■ **OBJECTIVE**
Reproduce word for word the portion of the article on declarative scheduling for data assets that starts with "Up-to-date has different" and goes on through "updated less often.".

■ **PASSAGE SHOWN**
December 8, 2022 • 6 minute read
Declarative Scheduling for Data Assets
New files arrive on S3, and, within 5 minutes, the core tables that depend on them are re-built.
In time for the daily 9 AM executive meeting, the daily rollup table is recomputed from those core tables.
You push a bugfix to the code that derives one of your core tables. A backfill launches that recomputes it, as well as the downstream tables and machine learning models that depend on it.
Through all of this, you haven’t scheduled any jobs, Airflow DAGs, or Prefect Flows. You’ve just declared how your data flows and when you expect it to be up-to-date.
This is the vision behind declarative, asset-based scheduling, introduced in Dagster 1.1: a principled way of managing change that models each data asset as a function of its predecessors and schedules work based on how up-to-date data needs to be. As source code and upstream data changes, the updates ripple through the asset graph, eagerly or lazily depending on the requirements of the data products they support.
Orchestrators keep data assets up-to-date
Data practitioners use orchestrators to keep data assets, like tables and machine learning models, up-to-date. Scheduling data pipelines effectively requires thinking about how up-to-date the assets need to be and what causes assets to become out-of-date.
Up-to-date has different meanings for different data assets. For some assets, it’s important that they incorporate relatively recent data. For example, someone monitoring load on the power grid might want to see hot-spots within 30 minutes of when they emerge. Other assets, for example a complex analysis that’s reviewed at a weekly meeting, might need to be updated less often.

■ **MATERIAL**
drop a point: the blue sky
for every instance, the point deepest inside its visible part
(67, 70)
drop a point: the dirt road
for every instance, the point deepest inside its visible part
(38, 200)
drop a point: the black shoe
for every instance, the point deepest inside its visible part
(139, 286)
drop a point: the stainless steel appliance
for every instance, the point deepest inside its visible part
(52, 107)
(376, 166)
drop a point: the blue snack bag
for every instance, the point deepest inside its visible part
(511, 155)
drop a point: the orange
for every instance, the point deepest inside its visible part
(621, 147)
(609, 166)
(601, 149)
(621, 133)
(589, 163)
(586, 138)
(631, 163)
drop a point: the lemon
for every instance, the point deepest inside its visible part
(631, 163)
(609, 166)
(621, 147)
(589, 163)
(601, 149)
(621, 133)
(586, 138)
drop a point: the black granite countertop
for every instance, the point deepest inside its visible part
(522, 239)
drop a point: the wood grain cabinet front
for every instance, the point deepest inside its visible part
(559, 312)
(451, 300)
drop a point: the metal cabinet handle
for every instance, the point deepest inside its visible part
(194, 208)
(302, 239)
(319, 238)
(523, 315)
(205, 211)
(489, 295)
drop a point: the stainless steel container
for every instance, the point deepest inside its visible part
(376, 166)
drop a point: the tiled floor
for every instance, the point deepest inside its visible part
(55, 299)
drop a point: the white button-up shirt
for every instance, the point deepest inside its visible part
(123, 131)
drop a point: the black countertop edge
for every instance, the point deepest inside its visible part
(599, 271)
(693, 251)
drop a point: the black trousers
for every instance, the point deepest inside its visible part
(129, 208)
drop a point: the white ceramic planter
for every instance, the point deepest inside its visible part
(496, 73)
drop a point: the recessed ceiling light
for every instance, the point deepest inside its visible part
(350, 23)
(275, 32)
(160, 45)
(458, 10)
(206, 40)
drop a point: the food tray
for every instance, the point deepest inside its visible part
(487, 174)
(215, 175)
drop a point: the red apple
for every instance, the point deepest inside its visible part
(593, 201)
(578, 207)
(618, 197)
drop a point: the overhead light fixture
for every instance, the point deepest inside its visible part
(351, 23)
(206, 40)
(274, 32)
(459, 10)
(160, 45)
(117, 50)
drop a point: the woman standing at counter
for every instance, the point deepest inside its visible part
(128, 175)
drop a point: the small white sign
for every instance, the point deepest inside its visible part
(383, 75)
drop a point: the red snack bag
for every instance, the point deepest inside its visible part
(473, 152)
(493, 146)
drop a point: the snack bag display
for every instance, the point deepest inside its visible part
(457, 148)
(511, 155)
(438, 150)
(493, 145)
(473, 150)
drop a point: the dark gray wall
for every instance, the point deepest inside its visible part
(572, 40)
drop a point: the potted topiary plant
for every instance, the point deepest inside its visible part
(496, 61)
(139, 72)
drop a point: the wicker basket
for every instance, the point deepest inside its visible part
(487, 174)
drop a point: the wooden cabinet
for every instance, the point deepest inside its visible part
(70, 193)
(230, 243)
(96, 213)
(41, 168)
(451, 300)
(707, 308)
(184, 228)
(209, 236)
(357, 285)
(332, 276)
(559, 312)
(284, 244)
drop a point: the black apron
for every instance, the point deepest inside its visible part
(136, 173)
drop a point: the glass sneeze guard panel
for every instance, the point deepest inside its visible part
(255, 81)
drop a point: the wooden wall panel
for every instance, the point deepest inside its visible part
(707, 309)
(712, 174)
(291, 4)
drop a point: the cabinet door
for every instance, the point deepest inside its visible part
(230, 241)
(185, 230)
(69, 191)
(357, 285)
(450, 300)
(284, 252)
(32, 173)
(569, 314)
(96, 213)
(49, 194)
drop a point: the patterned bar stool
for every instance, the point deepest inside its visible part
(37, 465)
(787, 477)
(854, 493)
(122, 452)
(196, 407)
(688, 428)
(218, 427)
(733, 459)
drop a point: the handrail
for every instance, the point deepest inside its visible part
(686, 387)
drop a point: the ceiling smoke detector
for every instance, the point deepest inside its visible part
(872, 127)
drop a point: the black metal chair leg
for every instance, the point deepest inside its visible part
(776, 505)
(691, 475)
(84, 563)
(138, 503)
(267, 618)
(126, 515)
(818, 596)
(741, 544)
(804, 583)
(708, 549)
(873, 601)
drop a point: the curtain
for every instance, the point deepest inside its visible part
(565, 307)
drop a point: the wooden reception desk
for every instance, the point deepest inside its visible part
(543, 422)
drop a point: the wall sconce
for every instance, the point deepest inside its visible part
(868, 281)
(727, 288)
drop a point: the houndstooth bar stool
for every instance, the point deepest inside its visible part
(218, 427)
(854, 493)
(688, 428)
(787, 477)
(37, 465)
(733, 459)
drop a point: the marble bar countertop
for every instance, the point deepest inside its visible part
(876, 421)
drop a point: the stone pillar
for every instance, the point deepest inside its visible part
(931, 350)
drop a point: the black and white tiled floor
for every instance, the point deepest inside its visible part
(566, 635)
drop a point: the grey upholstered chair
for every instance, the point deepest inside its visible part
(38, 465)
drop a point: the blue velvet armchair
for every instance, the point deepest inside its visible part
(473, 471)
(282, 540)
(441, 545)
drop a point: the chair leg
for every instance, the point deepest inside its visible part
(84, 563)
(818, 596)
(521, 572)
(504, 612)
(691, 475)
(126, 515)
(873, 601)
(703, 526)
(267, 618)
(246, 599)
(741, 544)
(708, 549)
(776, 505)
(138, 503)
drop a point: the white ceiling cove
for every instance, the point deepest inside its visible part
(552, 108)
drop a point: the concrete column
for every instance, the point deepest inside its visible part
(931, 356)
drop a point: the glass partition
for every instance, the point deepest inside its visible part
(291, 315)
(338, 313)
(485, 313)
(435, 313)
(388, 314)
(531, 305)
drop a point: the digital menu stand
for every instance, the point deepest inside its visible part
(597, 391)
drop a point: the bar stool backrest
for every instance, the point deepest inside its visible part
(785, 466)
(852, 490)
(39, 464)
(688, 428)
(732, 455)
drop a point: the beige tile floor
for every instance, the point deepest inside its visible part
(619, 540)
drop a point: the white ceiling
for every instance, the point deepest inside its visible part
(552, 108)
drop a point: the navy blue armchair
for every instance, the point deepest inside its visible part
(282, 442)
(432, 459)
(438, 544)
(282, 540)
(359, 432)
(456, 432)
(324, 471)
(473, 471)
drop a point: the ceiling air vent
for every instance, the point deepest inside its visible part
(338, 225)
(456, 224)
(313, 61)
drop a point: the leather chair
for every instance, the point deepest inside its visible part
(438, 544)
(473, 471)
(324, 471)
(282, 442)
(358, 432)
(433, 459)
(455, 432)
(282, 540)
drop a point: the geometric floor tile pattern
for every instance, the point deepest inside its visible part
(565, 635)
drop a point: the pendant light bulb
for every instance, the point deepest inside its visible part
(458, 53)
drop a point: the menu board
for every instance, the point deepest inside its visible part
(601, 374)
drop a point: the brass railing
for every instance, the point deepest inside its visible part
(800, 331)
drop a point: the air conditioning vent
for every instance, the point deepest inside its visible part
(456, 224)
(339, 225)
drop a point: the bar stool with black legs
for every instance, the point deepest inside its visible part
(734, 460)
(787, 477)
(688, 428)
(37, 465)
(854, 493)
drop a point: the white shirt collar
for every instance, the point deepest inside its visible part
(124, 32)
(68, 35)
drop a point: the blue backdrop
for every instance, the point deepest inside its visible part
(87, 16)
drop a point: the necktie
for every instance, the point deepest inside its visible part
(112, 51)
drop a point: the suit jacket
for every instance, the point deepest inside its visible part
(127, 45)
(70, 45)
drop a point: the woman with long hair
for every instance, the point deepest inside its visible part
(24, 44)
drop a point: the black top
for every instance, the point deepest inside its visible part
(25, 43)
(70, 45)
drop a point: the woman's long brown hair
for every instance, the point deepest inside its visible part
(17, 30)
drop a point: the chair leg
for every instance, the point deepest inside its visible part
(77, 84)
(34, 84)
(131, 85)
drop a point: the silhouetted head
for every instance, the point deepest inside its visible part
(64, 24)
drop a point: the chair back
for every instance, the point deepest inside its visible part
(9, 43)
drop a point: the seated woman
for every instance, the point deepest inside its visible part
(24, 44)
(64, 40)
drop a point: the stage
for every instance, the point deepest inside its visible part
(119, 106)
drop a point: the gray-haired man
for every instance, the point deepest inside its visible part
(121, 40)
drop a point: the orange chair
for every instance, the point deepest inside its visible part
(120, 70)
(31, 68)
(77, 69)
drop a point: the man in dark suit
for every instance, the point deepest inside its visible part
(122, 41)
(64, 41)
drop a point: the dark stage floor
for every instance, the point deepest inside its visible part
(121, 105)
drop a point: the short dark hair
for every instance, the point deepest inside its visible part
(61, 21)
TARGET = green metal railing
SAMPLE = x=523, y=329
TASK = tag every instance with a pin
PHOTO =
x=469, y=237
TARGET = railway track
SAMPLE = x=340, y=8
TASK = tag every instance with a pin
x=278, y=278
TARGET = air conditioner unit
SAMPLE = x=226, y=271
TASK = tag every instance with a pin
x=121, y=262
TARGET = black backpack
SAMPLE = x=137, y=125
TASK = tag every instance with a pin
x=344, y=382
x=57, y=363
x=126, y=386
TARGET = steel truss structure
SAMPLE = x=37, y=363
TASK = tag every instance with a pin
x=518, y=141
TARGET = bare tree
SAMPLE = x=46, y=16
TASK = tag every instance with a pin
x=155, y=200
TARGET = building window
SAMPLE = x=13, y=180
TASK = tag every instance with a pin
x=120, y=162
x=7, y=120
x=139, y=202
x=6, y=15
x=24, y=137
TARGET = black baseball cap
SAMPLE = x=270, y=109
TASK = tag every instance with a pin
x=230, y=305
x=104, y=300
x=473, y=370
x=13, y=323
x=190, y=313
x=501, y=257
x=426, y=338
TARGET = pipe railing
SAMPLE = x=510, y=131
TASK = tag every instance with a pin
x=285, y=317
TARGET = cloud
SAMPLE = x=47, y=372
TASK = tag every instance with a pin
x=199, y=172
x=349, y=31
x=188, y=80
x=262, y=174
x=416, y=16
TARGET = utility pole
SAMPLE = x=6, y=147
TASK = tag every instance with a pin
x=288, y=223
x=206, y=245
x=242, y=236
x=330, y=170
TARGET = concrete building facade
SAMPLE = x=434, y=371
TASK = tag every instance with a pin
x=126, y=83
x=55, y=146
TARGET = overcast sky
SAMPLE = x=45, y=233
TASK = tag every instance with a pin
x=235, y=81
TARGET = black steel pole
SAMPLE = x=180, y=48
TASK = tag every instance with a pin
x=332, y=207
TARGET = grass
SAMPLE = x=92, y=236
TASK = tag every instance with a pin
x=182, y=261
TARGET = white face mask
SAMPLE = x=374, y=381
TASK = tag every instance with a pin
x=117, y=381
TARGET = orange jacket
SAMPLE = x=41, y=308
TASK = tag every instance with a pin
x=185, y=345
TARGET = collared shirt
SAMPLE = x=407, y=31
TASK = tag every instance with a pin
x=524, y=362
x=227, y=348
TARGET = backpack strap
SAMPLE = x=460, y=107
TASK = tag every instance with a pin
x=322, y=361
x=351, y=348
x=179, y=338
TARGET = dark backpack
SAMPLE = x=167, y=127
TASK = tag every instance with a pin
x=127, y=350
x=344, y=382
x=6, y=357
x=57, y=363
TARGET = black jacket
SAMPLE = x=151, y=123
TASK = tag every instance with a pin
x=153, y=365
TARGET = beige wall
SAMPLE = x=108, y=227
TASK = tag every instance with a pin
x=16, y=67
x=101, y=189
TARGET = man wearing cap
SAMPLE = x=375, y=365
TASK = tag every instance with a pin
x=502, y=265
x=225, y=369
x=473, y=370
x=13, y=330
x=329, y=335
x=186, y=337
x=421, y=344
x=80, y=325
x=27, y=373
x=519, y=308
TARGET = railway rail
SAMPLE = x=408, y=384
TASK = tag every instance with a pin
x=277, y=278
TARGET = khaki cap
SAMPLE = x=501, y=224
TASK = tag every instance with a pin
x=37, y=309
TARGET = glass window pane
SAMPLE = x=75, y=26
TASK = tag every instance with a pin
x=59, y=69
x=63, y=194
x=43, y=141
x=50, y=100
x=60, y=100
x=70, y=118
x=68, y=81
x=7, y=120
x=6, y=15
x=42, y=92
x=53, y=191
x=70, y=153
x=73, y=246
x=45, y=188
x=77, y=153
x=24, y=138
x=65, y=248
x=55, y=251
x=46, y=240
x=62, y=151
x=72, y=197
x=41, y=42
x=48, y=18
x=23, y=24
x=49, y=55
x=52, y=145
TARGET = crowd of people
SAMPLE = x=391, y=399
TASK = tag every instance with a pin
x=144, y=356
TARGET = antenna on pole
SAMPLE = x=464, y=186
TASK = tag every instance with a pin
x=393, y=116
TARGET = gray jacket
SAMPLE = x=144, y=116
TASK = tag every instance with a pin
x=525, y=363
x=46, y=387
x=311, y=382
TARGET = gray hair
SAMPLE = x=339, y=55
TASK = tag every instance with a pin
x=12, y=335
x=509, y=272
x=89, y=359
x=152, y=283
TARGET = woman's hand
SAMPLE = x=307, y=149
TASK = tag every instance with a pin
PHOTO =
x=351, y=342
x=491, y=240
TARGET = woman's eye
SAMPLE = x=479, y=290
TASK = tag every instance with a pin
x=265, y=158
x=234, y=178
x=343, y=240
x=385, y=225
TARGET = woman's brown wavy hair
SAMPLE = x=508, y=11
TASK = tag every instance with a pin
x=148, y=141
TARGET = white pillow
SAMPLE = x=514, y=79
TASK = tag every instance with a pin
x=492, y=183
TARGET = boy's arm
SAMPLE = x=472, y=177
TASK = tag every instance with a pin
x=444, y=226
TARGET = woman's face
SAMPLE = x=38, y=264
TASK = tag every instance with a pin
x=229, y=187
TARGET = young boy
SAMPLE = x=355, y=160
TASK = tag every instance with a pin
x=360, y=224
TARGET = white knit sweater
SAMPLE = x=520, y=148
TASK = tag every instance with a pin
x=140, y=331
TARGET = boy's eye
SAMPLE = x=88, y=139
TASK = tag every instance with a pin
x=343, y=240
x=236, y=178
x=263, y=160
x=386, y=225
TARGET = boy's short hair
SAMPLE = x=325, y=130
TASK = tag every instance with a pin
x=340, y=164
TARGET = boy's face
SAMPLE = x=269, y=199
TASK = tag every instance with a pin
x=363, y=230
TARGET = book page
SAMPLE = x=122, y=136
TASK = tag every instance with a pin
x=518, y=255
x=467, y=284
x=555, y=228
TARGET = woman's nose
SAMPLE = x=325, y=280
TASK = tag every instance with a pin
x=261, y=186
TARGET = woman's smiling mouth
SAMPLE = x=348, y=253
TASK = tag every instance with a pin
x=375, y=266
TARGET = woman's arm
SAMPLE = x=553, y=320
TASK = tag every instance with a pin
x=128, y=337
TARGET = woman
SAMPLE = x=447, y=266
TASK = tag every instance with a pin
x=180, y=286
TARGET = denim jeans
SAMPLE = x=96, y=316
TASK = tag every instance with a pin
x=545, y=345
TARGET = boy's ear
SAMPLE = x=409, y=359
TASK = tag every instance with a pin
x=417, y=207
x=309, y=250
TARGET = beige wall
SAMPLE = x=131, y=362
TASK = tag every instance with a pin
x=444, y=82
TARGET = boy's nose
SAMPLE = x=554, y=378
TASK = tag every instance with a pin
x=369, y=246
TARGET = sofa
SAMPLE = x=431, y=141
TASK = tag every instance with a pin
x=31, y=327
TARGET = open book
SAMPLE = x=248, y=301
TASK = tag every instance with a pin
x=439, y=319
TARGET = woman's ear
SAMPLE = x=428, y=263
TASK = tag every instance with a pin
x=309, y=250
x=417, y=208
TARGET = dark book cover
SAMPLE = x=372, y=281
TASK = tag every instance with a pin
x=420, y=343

■ **FINISHED TASK**
Up-to-date has different meanings for different data assets. For some assets, it’s important that they incorporate relatively recent data. For example, someone monitoring load on the power grid might want to see hot-spots within 30 minutes of when they emerge. Other assets, for example a complex analysis that’s reviewed at a weekly meeting, might need to be updated less often.